Beginning at the line that contains "Each instance receives one keypoint. Mark the shop", transcribe the remaining lines of the listing exactly; include the final line and omit everything before.
** Start Exercise input **
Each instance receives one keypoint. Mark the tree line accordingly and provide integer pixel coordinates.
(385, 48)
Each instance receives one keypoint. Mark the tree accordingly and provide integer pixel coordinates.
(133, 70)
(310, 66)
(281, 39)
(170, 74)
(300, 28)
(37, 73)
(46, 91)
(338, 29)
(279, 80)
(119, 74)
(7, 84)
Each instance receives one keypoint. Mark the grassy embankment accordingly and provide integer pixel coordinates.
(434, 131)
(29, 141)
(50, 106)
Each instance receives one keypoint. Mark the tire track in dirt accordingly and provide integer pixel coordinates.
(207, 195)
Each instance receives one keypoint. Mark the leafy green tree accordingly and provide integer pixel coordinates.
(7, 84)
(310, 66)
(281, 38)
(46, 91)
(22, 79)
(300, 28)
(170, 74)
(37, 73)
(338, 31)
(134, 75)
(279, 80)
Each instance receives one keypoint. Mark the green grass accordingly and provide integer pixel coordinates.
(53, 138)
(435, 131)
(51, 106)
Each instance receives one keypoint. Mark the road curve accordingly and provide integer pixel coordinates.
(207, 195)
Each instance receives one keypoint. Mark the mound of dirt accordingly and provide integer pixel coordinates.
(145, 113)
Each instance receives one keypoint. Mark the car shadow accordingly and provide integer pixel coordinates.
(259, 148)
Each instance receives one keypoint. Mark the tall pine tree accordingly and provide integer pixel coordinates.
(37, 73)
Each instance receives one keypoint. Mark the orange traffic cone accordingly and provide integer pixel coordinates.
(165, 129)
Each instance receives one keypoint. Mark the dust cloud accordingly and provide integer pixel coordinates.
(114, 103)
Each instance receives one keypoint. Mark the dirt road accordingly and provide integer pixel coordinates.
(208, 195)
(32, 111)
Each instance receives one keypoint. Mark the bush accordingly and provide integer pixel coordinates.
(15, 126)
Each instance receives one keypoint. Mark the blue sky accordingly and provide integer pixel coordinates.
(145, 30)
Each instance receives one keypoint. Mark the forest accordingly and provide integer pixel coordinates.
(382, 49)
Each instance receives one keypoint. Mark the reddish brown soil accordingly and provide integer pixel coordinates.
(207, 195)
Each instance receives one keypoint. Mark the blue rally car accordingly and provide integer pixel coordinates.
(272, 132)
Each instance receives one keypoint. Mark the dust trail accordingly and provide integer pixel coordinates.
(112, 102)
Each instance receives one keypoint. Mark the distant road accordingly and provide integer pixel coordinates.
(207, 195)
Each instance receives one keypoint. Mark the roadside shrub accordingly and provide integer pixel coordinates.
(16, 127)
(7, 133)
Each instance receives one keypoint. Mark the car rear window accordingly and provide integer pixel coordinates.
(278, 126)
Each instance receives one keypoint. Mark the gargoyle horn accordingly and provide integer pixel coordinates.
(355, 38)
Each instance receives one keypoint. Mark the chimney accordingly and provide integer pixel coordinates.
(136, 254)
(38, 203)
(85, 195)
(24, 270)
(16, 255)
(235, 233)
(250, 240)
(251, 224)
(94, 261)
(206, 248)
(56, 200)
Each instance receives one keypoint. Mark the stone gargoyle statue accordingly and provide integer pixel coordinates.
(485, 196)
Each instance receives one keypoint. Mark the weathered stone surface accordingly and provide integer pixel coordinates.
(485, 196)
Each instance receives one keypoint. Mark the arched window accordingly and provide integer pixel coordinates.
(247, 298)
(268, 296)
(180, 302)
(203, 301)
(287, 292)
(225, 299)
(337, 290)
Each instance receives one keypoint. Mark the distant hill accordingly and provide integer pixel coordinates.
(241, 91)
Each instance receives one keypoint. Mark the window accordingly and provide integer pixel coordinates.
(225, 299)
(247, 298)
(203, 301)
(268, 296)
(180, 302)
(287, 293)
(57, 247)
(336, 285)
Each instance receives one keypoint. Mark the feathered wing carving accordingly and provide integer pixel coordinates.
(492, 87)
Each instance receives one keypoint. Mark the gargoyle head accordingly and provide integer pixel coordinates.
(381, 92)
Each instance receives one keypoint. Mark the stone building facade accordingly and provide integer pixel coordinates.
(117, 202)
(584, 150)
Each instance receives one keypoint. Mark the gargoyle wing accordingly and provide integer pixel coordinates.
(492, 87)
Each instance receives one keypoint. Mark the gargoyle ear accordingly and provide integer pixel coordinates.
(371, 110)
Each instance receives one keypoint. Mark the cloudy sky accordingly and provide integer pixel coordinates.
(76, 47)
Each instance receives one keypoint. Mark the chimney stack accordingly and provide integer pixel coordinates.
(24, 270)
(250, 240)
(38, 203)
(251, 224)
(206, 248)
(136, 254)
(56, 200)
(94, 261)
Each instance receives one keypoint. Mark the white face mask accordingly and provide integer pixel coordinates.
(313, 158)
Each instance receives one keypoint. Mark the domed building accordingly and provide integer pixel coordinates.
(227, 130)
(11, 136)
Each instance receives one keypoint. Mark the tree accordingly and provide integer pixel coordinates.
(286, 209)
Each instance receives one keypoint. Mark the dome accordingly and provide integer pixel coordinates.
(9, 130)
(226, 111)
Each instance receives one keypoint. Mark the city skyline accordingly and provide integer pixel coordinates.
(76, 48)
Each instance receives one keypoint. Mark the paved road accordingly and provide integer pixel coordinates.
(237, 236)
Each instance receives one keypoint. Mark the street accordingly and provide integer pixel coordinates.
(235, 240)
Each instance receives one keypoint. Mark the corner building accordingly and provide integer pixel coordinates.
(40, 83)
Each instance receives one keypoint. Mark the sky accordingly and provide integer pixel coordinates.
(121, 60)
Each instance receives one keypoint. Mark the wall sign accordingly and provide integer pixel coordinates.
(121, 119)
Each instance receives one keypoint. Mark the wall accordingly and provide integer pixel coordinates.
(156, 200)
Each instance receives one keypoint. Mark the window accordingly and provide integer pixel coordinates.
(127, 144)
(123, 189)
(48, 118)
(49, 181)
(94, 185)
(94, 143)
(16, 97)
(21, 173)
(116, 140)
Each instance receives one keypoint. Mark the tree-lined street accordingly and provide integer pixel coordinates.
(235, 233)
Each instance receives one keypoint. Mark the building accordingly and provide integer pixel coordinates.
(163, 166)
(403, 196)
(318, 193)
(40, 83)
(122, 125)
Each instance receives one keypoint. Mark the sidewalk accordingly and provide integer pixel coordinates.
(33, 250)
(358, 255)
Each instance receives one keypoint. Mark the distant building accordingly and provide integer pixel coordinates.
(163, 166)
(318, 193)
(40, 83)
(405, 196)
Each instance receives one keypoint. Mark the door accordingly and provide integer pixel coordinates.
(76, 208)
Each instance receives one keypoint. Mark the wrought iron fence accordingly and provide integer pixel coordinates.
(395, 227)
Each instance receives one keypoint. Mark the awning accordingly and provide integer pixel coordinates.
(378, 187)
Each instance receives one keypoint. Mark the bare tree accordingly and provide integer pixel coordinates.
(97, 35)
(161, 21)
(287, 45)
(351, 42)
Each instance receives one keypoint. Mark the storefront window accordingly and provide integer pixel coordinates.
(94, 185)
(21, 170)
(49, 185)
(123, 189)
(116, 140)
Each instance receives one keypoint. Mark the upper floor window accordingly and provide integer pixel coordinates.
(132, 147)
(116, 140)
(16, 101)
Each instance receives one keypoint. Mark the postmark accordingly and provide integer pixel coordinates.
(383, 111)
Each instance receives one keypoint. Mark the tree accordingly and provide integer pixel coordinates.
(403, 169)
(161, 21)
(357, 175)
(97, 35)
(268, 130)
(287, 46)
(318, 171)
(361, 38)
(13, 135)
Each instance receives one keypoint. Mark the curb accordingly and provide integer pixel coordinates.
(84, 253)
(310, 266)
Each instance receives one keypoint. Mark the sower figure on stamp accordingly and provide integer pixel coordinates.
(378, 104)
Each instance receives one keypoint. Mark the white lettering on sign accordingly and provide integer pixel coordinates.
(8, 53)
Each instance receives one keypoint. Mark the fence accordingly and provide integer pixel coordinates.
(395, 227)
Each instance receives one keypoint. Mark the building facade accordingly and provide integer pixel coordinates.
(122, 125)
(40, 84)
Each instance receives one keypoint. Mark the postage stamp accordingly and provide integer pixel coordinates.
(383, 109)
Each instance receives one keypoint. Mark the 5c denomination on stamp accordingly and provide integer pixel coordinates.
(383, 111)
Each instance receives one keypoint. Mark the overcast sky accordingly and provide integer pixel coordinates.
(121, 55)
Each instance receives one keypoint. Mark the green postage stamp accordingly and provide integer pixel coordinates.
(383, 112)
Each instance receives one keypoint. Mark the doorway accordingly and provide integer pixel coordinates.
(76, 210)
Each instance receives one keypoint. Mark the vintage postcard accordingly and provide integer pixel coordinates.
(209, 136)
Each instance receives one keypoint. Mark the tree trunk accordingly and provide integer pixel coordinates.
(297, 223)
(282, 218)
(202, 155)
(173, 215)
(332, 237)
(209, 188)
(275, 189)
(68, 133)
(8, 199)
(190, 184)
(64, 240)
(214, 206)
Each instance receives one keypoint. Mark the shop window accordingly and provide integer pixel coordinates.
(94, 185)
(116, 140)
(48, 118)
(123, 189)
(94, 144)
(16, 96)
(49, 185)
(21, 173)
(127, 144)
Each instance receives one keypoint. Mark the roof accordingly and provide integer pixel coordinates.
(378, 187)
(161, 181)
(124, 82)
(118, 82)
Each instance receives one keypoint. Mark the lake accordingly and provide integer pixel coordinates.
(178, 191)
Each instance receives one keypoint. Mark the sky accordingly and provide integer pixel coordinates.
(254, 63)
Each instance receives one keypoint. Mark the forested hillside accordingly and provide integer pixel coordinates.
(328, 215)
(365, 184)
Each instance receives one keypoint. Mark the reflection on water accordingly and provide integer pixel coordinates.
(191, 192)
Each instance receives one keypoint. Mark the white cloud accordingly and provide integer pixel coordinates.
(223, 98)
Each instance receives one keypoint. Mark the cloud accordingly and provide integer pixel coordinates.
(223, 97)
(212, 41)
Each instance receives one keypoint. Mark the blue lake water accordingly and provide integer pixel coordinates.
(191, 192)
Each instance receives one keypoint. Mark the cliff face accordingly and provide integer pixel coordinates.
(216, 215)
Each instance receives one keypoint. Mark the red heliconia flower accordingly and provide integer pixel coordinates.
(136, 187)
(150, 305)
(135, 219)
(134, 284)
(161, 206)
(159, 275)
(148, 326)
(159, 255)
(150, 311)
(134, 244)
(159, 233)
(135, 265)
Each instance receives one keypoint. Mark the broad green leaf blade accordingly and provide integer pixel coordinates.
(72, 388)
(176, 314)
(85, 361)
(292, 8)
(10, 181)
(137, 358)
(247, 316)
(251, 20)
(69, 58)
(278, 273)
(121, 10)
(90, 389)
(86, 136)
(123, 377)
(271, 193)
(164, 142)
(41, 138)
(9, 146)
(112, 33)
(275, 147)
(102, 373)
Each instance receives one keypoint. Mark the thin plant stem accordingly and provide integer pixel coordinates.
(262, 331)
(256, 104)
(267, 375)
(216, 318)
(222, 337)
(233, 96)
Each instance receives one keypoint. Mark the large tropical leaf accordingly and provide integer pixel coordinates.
** End Exercise input **
**Expected output:**
Each instance receives one keypoint. Mark the shop window accordingly and provide integer pixel coordinates.
(94, 185)
(116, 140)
(48, 118)
(123, 189)
(94, 144)
(16, 96)
(49, 185)
(21, 173)
(127, 144)
Each instance receives one keypoint. Mark the roof accordingly and provide integer pixel coordinates.
(378, 187)
(161, 181)
(124, 82)
(118, 82)
Each instance receives one keypoint. Mark the lake accordingly and provide integer pixel coordinates.
(178, 191)
Each instance receives one keypoint. Mark the sky accordingly and provide integer pixel coordinates.
(254, 63)
Each instance receives one keypoint. Mark the forested hillside accordingly and provide integer pixel coordinates.
(328, 215)
(365, 184)
Each instance receives one keypoint. Mark the reflection on water accordingly and provide integer pixel coordinates.
(191, 192)
Each instance receives one keypoint. Mark the white cloud accordingly and provide integer pixel coordinates.
(223, 98)
Each instance receives one keypoint. Mark the cloud accordingly and provide integer pixel coordinates.
(223, 97)
(212, 41)
Each instance receives one keypoint. Mark the blue lake water accordingly and provide integer pixel coordinates.
(191, 192)
Each instance receives one keypoint. Mark the cliff face accordingly and provide integer pixel coordinates.
(216, 215)
Each instance receives one keypoint. Mark the red heliconia flower accordingly and provide integer pixel coordinates.
(136, 187)
(150, 305)
(135, 219)
(134, 284)
(161, 206)
(159, 275)
(148, 326)
(159, 255)
(150, 311)
(134, 244)
(159, 233)
(135, 265)
Each instance receives one keypoint. Mark the broad green leaf blade accordingly and provide integer pixel coordinates.
(72, 388)
(176, 314)
(85, 361)
(292, 8)
(10, 181)
(137, 358)
(247, 316)
(251, 20)
(69, 58)
(278, 273)
(121, 10)
(90, 389)
(86, 136)
(123, 377)
(271, 193)
(164, 142)
(41, 138)
(9, 146)
(112, 33)
(275, 147)
(102, 373)
Each instance receives one keypoint. Mark the thin plant stem accordingly and provide integer pixel coordinates.
(262, 331)
(256, 104)
(267, 375)
(216, 318)
(222, 337)
(233, 96)
Each instance receives one keypoint. Mark the large tropical leaf accordingly and provide integer pixel coordinates.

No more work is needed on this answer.